### Your task
Locate each line in the entries below that contains the word "small" and copy those lines out.

### Data entries
>> BEGIN

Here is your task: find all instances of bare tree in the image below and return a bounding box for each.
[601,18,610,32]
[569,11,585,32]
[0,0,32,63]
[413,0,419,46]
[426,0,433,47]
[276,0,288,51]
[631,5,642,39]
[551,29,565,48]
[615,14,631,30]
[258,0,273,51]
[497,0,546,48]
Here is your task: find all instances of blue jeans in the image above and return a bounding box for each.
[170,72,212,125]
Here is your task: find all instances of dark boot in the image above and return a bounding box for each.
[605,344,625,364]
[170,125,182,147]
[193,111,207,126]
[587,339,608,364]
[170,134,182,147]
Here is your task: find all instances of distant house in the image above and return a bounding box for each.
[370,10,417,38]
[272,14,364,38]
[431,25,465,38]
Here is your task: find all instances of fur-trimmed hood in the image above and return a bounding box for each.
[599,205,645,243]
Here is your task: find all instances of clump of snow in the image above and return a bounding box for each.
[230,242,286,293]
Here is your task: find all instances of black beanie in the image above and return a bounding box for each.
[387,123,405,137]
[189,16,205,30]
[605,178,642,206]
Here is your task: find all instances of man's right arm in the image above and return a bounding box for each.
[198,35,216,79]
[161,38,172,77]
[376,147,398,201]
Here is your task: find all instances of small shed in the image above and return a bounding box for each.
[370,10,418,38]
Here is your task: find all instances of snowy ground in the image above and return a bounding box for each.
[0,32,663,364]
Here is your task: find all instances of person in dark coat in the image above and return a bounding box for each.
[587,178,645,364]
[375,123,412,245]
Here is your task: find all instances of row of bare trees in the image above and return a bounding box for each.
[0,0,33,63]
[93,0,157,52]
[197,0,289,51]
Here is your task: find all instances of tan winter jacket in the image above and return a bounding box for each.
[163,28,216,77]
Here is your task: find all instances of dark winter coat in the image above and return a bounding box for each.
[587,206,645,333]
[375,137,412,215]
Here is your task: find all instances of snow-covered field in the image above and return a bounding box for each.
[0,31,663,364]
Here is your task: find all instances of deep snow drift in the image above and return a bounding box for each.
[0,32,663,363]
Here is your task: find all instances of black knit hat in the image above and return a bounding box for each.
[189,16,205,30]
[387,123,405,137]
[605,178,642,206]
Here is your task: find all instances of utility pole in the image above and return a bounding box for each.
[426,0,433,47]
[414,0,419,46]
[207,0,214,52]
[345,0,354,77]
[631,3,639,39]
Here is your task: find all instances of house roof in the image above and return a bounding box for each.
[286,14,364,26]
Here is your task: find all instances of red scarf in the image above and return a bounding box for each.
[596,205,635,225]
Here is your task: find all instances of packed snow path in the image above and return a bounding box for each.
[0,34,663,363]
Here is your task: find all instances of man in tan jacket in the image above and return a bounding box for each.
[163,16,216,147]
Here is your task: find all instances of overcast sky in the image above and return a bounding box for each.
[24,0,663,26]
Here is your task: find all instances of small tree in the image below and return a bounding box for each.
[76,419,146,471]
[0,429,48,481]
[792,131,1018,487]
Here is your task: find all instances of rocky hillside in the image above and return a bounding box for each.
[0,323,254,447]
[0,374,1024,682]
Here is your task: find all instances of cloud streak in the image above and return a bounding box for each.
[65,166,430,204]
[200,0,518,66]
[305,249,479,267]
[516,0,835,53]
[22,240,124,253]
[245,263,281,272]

>> END

### Final result
Here is your task: find all instances of small shed in the image above and return a bounding box for each.
Here is your task: find all instances of small tree in the image below and return a bounding box for each.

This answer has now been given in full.